* **Exercise task**: Reproduce every entry in the listing without alteration.
+++ Given data +++
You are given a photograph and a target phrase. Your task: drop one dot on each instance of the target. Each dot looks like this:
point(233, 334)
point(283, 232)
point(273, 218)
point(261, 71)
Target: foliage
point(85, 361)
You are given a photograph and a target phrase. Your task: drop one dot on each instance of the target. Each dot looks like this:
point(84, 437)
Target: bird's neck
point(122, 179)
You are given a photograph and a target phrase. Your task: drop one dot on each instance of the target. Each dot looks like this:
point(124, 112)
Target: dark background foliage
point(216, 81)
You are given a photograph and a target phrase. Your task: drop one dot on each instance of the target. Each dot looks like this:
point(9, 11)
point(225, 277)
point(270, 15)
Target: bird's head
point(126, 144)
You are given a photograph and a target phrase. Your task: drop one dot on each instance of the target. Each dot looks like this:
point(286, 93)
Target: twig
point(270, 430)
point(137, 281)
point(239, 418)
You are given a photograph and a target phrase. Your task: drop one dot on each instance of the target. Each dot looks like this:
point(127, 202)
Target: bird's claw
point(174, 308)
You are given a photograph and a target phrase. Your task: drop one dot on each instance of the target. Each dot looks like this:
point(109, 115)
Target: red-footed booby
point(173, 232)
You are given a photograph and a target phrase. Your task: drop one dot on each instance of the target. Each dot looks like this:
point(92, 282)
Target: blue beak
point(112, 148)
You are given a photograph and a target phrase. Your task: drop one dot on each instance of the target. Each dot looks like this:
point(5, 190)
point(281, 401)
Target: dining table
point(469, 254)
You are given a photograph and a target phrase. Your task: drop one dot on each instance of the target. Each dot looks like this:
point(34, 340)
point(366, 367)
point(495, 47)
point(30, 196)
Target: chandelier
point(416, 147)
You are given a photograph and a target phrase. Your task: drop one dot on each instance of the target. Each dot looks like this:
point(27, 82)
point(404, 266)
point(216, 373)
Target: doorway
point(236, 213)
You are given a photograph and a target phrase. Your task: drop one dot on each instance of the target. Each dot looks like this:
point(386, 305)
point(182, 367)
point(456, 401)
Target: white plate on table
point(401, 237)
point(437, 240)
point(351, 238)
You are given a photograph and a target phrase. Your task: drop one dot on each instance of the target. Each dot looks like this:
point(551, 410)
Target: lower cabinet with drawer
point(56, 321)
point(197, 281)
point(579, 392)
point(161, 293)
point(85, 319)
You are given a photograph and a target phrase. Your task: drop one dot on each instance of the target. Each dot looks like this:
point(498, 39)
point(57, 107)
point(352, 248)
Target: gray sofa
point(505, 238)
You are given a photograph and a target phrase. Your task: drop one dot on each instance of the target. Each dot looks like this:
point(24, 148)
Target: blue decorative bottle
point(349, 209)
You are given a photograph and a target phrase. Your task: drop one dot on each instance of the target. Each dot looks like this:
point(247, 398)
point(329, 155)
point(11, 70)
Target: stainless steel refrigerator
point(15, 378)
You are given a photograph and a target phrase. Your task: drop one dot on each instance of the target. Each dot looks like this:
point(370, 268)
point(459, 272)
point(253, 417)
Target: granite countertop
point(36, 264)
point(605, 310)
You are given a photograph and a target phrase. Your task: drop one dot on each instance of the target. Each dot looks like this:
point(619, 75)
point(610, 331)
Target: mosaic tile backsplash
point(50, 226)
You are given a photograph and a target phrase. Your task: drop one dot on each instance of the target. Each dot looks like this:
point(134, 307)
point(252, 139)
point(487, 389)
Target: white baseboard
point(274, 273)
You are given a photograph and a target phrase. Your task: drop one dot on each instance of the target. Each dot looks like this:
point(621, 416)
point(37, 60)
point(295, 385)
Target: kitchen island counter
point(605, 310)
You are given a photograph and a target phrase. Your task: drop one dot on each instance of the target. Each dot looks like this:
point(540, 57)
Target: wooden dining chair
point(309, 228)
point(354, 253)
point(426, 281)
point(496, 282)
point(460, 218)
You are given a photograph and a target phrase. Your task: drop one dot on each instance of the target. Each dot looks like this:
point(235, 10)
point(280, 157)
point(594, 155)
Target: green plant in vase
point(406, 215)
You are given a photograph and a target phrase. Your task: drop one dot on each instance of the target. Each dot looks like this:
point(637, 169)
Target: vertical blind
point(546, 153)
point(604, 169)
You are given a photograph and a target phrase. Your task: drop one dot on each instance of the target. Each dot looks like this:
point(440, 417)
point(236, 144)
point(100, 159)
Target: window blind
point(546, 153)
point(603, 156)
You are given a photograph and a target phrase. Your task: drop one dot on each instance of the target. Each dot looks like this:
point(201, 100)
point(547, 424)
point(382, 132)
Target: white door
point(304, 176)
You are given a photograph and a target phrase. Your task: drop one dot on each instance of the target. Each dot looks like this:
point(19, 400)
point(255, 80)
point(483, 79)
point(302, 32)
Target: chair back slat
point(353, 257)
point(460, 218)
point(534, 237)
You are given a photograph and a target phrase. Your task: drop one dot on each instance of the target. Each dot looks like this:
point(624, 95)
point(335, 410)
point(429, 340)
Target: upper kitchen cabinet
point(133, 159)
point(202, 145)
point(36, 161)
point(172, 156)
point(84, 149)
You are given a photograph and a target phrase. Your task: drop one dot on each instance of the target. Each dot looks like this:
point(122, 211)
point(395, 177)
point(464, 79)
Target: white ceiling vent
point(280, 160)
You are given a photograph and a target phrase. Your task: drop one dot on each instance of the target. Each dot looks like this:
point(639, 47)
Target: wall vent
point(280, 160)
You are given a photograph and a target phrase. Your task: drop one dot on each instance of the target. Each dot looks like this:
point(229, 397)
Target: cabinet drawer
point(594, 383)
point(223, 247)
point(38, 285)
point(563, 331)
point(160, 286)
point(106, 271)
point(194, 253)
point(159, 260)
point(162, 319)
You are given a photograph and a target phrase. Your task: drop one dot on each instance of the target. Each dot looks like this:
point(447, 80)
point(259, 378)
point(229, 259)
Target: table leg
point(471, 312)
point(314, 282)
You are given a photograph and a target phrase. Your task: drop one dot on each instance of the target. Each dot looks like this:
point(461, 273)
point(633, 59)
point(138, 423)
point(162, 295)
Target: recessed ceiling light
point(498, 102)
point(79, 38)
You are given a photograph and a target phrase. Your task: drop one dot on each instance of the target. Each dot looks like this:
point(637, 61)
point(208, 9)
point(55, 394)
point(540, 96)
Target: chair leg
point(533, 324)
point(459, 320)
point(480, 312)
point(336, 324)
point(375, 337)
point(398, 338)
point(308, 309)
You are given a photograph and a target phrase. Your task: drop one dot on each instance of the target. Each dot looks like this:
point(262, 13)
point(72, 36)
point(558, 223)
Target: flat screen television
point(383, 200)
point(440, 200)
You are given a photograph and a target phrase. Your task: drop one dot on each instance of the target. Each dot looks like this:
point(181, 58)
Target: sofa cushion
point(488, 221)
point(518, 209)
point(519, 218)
+++
* **Exercise answer**:
You are given a photograph and a target phrase. Your task: drop one dot on each instance of the target. Each dot looks like this:
point(233, 334)
point(283, 232)
point(273, 218)
point(261, 71)
Target: foliage
point(85, 361)
You are given a photograph and a target phrase. Your task: drop one dot on each instance of the target. Each dot looks like this:
point(84, 437)
Target: bird's neck
point(122, 179)
You are given a photograph and a target phrase. Your task: drop one dot on each instance of the target. Each dot looks like this:
point(124, 112)
Target: dark background foliage
point(216, 81)
You are given a photograph and a target phrase. Your task: drop one dot on each instance of the target. Each dot looks like this:
point(9, 11)
point(225, 277)
point(270, 15)
Target: bird's head
point(126, 144)
You are given a photograph and a target phrase. Your task: drop one dot on each instance of the target. Each dot looks like this:
point(286, 93)
Target: twig
point(270, 430)
point(137, 281)
point(239, 418)
You are given a photograph and a target phrase. Your task: drop one dot on each instance of the target. Each dot looks like this:
point(127, 202)
Target: bird's claw
point(174, 308)
You are given a photograph and a target phrase. Your task: drop one dot on each instance of the target. Each dot looks like this:
point(109, 115)
Target: red-footed booby
point(173, 232)
You are given a photograph and a target phrase. Your task: drop one dot on each instance of the target. Each dot looks like this:
point(92, 282)
Target: blue beak
point(112, 148)
You are given a photograph and a target phrase. Your task: drop one dot on each instance of the target. Each dot looks like this:
point(5, 190)
point(281, 401)
Target: dining table
point(469, 254)
You are given a photograph and a target phrase. Your task: drop one dot on each instance of the target. Each dot looks like this:
point(34, 340)
point(366, 367)
point(495, 47)
point(30, 196)
Target: chandelier
point(416, 147)
You are given a photograph and a target phrase. Your task: drop one dot on each instance of the target. Each dot looks like this:
point(27, 82)
point(404, 266)
point(216, 373)
Target: doorway
point(236, 213)
You are given a photograph and a target phrase. Your task: drop one dot on each instance of the target. Each dot looks like this:
point(386, 305)
point(182, 367)
point(456, 401)
Target: white plate on table
point(401, 237)
point(437, 240)
point(351, 238)
You are given a photograph and a target phrase. Your task: drop one dot on each instance of the target. Each dot looks like this:
point(551, 410)
Target: lower cabinet with drawer
point(56, 321)
point(197, 281)
point(579, 392)
point(161, 293)
point(85, 319)
You are given a photograph and a target phrase. Your task: drop one dot on each instance of the target. Each dot looks like this:
point(498, 39)
point(57, 107)
point(352, 248)
Target: gray sofa
point(505, 238)
You are given a photograph and a target phrase. Your task: drop one dot on each instance of the target. Each dot looks like this:
point(24, 148)
Target: blue decorative bottle
point(349, 209)
You are given a photograph and a target phrase. Your task: drop one dot on each instance of the target. Each dot looks like this:
point(247, 398)
point(329, 155)
point(11, 70)
Target: stainless steel refrigerator
point(15, 378)
You are given a photograph and a target phrase. Your task: drop one dot on each instance of the target. Each dot looks like this:
point(370, 268)
point(459, 272)
point(253, 417)
Target: granite countertop
point(36, 264)
point(605, 310)
You are given a photograph and a target phrase. Your task: drop one dot on each instance of the target. Each dot looks like this:
point(619, 75)
point(610, 331)
Target: mosaic tile backsplash
point(50, 226)
You are given a photograph and a target phrase. Your task: drop one dot on each instance of the target. Each dot looks like this:
point(134, 307)
point(252, 139)
point(487, 389)
Target: white baseboard
point(274, 273)
You are given a photograph and a target phrase. Your task: drop one dot on each instance of the target. Each dot looks like this:
point(621, 416)
point(37, 60)
point(295, 385)
Target: kitchen island counter
point(605, 310)
You are given a photograph and a target phrase. Your task: drop one dot on each instance of the target. Each dot looks like this:
point(540, 57)
Target: wooden dining chair
point(309, 228)
point(354, 253)
point(426, 281)
point(496, 282)
point(460, 218)
You are given a photograph and a target phrase. Your task: drop one dot on each instance of the target. Each dot looks like this:
point(235, 10)
point(280, 157)
point(594, 155)
Target: green plant in vase
point(406, 215)
You are given a photograph and a target phrase. Your task: drop one dot on each instance of the target. Each dot looks like this:
point(637, 169)
Target: vertical blind
point(546, 153)
point(604, 169)
You are given a photograph and a target phrase. Your task: drop one dot on each instance of the target. Each dot looks like this:
point(440, 417)
point(236, 144)
point(100, 159)
Target: window blind
point(546, 153)
point(603, 156)
You are given a photograph and a target phrase. Your task: drop one dot on each instance of the target. Each dot looks like this:
point(201, 100)
point(547, 424)
point(382, 132)
Target: white door
point(304, 176)
You are given a photograph and a target phrase. Your task: drop one dot on each instance of the target. Each dot looks like this:
point(19, 400)
point(255, 80)
point(483, 79)
point(302, 32)
Target: chair back slat
point(353, 257)
point(460, 218)
point(534, 237)
You are given a photograph and a target phrase. Your task: drop one dot on each instance of the target. Each dot looks like this:
point(624, 95)
point(335, 410)
point(429, 340)
Target: upper kitchen cabinet
point(133, 159)
point(202, 145)
point(36, 161)
point(172, 156)
point(84, 149)
You are given a photograph and a target phrase. Your task: drop one dot on each instance of the target. Each dot looks like this:
point(122, 211)
point(395, 177)
point(464, 79)
Target: white ceiling vent
point(280, 160)
You are given a photograph and a target phrase. Your task: drop one dot on each instance of the target. Each dot looks like this:
point(639, 47)
Target: wall vent
point(280, 160)
You are given a photograph and a target phrase. Your task: drop one dot on each instance of the target. Each dot looks like this:
point(229, 397)
Target: cabinet drawer
point(594, 383)
point(223, 247)
point(38, 285)
point(563, 331)
point(160, 286)
point(106, 271)
point(194, 253)
point(159, 260)
point(162, 319)
You are given a photograph and a target phrase. Your task: drop one dot on each instance of the target. Each dot looks like this:
point(447, 80)
point(259, 378)
point(229, 259)
Target: table leg
point(471, 312)
point(314, 282)
You are given a photograph and a target phrase. Your task: drop one dot on each instance of the target. Each dot looks like this:
point(461, 273)
point(633, 59)
point(138, 423)
point(162, 295)
Target: recessed ceiling light
point(498, 102)
point(79, 38)
You are given a photograph and a target phrase. Your task: drop one dot on each instance of the target. Each dot looks like this:
point(637, 61)
point(208, 9)
point(55, 394)
point(540, 96)
Target: chair leg
point(533, 324)
point(459, 320)
point(480, 312)
point(336, 324)
point(375, 337)
point(398, 338)
point(308, 309)
You are given a photograph and a target phrase. Your task: drop one dot on each instance of the target. Each dot looks like this:
point(262, 13)
point(72, 36)
point(558, 223)
Target: flat screen television
point(383, 200)
point(440, 200)
You are given a photograph and a target phrase. Your task: drop one dot on each instance of the target. Each dot looks like this:
point(181, 58)
Target: sofa cushion
point(488, 221)
point(518, 209)
point(519, 218)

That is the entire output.